# 問題文:
下の滝山ネイチャークラブの文章によると、今、子どもは何人くらい在籍していますか。

# 抜粋:

● ● ● ● ● ● ●

滝山ネイチャークラブでは必然的ではあったのですが、週末の幼児教室からスタートしました。

何度も平日の森のようちえん化を考えたこともありましたが、早々に戦略を切り替えました。

既存の幼稚園・保育園と競合していくのではなく、英語やピアノ、スイミングといった習い事として、またインターナショナルスクールなどの特殊な教育との競合を早くから考えました。

 

相手の求めていること

自分がやりたいことは本当に何なのかを徹底的に問い、売れる方法を考えました。

誰に売るのか、どう売るか考える。

そうしない限り、森のようちえんで食べていくなんて絶対に、無理。

自然環境に乏しく、自然体験の機会が少ない都会の子どもたち。

少人数で丁寧に子どもを見てくれる良質な保育環境。

危険も多い野外での活動を安全に遂行できる技術。

そうした体験と環境と幼児教育を求めている保護者の方たちの期待に応えたい。

今現在、40人前後の子どもたちが在籍し、子どもに良質な自然体験を求める保護者の期待にお応えしています。

 

質の高い良質な保育

質の高い良質な保育を求める人に、自分が出来ることを届ける。

いい保育がしたいという自分自身のやりたい「想い」と質の高い良質な保育を求める保護者と出会えたことが結果としてとても良かったことだと思います。

初めからそう思ってやったわけではないんです。

いい保育がしたいと思ってやっていったら、いい保育を求める人が来てくれたと言うことなんです。

『いいことやってんだけど貧乏だよね』それは本当にいいものなのか。

『いいものは売れる』という信念で、サービスの向上に努めてきた。

☆いいものは売れる → 商品・サービスのクオリティアップ

☆判る人には売れる → 伝える

☆社会に必要なものは売らなければならない(広める)

感覚保育から理念保育へ

これまで現場の保育は園長先生やベテランの先生方の経験と勘による感覚保育が行われてきたと考えます。

「保育はセンスだ」

と言われますが、経験者の素晴らしい感性において実践されてきました。

しかし今、その感覚の継承が危うい。

昔みたいに見て学ぶという学習が難しくなってきたと感じます。

理念は3つ掲げる
「自由」とか「子どもの主体性」だけだと誤解される。

● ● ● ● ● ● ●

# 抜き出した行:
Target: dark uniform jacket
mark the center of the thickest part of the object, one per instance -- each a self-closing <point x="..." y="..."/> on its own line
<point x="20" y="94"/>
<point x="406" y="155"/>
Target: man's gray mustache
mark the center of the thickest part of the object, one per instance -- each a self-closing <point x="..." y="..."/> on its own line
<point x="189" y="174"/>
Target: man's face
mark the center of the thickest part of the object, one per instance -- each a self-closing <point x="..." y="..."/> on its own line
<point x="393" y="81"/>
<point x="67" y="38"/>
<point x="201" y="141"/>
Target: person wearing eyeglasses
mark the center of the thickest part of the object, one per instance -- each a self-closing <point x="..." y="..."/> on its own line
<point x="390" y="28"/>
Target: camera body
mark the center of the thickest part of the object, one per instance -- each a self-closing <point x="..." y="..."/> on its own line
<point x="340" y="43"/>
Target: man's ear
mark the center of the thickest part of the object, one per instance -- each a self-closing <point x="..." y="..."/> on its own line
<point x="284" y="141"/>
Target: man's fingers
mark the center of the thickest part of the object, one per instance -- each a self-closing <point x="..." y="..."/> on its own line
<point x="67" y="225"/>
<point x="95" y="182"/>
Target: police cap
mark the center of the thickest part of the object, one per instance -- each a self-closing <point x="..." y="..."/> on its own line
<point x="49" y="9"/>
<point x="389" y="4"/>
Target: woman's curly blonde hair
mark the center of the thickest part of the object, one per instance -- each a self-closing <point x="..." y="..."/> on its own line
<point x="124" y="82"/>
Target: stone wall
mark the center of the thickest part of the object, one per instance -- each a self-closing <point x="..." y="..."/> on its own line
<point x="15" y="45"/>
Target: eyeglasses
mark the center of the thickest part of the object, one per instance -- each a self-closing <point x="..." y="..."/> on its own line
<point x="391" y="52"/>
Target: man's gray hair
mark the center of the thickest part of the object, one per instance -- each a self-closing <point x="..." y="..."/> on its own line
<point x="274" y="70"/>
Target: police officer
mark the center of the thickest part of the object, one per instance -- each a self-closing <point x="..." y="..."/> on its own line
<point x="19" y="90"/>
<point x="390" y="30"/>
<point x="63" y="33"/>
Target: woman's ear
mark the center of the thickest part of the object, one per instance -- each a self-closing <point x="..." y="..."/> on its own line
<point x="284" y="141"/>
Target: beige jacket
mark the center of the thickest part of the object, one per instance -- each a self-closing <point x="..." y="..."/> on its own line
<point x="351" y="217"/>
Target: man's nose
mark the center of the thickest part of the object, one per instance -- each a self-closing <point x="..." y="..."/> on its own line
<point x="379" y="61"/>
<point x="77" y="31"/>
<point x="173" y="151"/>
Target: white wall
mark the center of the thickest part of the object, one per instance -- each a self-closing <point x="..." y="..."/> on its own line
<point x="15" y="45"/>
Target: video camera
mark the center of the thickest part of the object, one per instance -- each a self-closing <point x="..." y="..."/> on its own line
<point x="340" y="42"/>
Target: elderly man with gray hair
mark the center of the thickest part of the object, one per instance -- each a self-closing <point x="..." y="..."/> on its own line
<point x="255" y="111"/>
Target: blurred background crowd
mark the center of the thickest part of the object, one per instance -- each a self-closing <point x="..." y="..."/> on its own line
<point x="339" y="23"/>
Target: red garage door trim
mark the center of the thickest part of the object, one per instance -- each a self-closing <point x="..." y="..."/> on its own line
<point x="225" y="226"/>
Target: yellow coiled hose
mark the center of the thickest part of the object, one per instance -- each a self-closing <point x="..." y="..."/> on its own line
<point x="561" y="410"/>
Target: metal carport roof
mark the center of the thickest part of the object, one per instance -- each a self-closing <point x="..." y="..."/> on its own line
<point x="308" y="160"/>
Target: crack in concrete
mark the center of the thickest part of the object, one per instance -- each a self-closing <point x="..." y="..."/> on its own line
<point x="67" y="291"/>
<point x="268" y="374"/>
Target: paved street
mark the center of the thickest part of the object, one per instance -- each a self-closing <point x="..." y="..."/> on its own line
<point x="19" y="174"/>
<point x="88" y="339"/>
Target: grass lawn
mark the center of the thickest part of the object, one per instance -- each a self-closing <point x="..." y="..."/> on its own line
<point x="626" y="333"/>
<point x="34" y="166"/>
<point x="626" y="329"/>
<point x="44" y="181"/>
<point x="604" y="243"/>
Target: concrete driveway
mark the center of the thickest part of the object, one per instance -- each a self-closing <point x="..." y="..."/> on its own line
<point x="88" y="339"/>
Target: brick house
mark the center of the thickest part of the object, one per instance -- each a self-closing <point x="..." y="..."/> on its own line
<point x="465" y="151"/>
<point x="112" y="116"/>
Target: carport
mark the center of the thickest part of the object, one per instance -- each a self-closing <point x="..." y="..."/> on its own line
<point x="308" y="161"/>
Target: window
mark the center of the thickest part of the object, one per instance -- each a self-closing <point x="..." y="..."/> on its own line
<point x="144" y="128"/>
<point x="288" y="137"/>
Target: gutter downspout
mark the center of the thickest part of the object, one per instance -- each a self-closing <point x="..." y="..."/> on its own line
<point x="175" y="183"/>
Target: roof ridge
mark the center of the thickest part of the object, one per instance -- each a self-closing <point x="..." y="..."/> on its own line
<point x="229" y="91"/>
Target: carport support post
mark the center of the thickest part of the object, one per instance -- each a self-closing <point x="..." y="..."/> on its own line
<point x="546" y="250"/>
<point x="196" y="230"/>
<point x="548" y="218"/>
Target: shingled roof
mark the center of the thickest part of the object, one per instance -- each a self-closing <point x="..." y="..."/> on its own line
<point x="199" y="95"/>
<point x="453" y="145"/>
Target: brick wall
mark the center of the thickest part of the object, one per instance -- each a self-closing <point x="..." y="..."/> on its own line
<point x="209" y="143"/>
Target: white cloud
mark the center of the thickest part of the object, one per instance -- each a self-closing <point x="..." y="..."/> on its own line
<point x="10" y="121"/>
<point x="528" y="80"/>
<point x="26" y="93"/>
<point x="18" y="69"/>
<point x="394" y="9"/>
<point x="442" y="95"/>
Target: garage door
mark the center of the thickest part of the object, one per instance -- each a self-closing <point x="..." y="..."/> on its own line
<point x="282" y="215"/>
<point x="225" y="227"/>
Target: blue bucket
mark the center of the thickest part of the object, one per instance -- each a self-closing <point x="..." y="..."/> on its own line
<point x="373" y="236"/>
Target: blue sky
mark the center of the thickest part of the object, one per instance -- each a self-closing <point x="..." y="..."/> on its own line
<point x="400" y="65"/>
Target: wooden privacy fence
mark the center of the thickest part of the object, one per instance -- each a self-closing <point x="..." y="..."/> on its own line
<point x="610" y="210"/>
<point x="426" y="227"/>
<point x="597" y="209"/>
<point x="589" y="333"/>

● ● ● ● ● ● ●

# 回答:
40人前後です。